• [Work instruction 1]: According to the passage on design system governance, why is treating governance as rule enforcement solving the wrong problem? Answer in one to three sentences.
• [Work instruction 2]: Pick up the passage on design system health after its final sentence and continue writing it.

• [Provided text]:
------------------------------------------------------------------------

This shift would fundamentally change how teams engage with design systems. When teams know the system monitors itself and responds to gaps they encounter, they’d have reason to trust the feedback loop. They’d file issues knowing patterns in the data would validate their concerns. They’d suggest improvements knowing monitoring would prove whether proposals solve real problems. They’d adopt new components because the system demonstrates it evolves based on actual usage. Adoption thrives when teams feel empowered rather than policed.
From compliance to health
The most effective design systems aren’t the ones with the most comprehensive documentation or the strictest governance. They’re the ones that continuously adapt based on real usage patterns. They’re the ones that measure health rather than enforce compliance.
This requires changing how you think about your role. If you’re a design systems lead, you’re not building a comprehensive library that teams should use. You’re providing infrastructure that teams rely on. That infrastructure needs monitoring, maintenance, and continuous improvement based on production data.
If you’re treating design system governance like rule enforcement, you’re solving the wrong problem. Teams aren’t wayward children who need supervision. They’re dealing with real constraints, tight deadlines, and edge cases your components weren’t built for. When they deviate from your system, they’re showing you where it doesn’t work, not demonstrating poor discipline.

------------------------------------------------------------------------

Saved entries
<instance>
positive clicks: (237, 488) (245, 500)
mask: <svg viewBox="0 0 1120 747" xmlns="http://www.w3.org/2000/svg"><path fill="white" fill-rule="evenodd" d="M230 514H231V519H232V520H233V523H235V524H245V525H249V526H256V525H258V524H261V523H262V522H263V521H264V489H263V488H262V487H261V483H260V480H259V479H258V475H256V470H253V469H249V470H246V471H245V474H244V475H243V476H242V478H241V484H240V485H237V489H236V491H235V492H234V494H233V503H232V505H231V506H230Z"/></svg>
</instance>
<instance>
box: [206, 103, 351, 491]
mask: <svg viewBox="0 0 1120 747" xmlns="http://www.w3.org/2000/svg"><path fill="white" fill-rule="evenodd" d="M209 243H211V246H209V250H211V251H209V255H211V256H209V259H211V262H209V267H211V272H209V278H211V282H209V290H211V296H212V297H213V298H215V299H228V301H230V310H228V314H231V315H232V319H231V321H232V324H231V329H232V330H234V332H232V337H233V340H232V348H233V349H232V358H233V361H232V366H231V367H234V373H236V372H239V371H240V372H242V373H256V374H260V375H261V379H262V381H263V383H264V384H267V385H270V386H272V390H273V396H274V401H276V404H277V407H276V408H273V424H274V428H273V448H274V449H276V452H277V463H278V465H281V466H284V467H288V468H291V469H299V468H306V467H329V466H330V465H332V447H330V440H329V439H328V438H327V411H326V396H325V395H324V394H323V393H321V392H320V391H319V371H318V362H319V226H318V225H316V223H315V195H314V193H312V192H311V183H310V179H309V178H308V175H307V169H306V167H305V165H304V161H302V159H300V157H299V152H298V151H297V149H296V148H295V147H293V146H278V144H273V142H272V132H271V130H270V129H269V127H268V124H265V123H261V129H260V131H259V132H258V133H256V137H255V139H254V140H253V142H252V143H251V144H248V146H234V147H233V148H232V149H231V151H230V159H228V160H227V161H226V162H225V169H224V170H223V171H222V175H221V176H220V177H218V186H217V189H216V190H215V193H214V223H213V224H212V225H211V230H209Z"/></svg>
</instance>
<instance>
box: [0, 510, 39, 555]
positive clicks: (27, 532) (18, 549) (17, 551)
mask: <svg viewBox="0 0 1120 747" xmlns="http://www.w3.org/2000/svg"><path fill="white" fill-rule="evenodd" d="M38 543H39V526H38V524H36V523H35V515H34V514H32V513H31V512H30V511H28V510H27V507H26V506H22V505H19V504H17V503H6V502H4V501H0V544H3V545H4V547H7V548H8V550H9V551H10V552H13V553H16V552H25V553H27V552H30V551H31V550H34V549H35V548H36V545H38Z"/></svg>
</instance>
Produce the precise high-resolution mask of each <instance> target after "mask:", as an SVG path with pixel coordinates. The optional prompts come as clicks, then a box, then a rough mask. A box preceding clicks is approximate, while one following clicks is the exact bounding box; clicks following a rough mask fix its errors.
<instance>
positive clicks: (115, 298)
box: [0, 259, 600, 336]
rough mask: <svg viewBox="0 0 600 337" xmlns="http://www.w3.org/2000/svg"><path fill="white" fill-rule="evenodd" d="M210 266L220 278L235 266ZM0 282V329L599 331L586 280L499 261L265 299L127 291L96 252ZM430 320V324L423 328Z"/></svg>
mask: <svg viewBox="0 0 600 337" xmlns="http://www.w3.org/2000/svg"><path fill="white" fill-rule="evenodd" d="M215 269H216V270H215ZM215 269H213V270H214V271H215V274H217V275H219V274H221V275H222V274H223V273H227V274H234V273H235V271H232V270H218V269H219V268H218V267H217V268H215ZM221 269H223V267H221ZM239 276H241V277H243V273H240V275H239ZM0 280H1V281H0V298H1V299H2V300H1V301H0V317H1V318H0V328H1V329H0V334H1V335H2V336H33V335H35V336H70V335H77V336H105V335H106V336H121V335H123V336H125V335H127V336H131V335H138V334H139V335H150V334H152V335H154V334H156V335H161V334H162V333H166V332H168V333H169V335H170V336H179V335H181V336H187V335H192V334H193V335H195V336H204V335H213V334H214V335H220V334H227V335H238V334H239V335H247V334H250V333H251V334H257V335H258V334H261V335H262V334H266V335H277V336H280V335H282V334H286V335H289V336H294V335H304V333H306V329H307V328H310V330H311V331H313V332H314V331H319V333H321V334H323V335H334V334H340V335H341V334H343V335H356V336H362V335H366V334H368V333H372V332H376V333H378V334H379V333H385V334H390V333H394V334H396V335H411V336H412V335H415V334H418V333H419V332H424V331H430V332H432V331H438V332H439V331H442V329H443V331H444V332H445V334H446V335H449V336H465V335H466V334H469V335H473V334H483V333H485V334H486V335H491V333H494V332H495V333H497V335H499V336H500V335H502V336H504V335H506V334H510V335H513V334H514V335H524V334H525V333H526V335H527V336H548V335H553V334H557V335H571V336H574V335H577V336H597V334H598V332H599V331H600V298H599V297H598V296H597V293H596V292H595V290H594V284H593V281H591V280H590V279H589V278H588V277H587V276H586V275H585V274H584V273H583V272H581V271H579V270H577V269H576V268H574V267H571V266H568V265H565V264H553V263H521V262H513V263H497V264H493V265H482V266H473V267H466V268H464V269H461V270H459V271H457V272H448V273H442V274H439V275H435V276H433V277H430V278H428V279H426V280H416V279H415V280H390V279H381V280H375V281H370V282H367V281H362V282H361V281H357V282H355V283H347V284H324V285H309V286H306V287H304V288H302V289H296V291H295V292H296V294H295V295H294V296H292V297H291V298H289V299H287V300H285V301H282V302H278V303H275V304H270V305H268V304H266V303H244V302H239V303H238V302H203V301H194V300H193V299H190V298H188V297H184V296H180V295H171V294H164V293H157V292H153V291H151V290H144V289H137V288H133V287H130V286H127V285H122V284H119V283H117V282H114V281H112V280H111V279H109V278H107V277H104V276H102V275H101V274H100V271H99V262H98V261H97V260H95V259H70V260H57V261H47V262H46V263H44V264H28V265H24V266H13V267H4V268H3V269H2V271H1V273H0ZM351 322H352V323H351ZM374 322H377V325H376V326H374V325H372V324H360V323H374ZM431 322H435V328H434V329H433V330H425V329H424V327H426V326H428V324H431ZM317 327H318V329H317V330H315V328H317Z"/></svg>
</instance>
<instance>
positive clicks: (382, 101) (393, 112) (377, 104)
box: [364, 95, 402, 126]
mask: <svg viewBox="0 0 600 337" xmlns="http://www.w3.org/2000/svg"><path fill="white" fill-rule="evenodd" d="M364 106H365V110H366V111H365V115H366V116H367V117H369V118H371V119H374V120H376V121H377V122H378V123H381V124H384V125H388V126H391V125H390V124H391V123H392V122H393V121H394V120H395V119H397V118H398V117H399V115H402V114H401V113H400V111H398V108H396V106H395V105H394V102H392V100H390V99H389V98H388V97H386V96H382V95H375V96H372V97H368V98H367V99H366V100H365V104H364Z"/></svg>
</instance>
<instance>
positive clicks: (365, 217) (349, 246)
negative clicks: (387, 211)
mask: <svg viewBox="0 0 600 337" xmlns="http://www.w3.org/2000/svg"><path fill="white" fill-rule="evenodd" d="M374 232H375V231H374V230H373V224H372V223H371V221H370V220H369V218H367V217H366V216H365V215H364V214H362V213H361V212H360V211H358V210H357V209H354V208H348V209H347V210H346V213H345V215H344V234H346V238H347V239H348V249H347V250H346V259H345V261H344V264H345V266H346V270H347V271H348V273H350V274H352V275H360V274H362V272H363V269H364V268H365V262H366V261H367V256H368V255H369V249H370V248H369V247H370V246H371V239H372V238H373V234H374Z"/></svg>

------------------------------------------------------------------------

• [Your response 1]: Teams are not wayward children who need supervision. They deal with real constraints, tight deadlines, and edge cases the components weren't built for. When they deviate from the system, they are showing where it doesn't work, not demonstrating poor discipline.

• [Your response 2]:
Observability gives you the data to see these patterns. High-quality monitoring surfaces the invisible work of maintaining consistency at scale. You can see which components are thriving and which are being worked around. The gaps between your system’s capabilities and team needs become visible. You get the feedback loops necessary to evolve something complex.
Most importantly, it moves you from reactive to proactive. You see trends as they develop rather than discovering problems during audits. The system improves based on continuous signals rather than enforcing compliance through reviews. Violations become data points guiding your roadmap instead of failures to punish.
Design systems need observability. Not because you need more ways to catch violations, but because you need better ways to maintain infrastructure that teams depend on. The question isn’t whether teams are following your guidelines. The question is whether your system is healthy enough to serve their needs. Monitoring is how you answer that question continuously, rather than discovering the truth too late to prevent entropy from taking hold.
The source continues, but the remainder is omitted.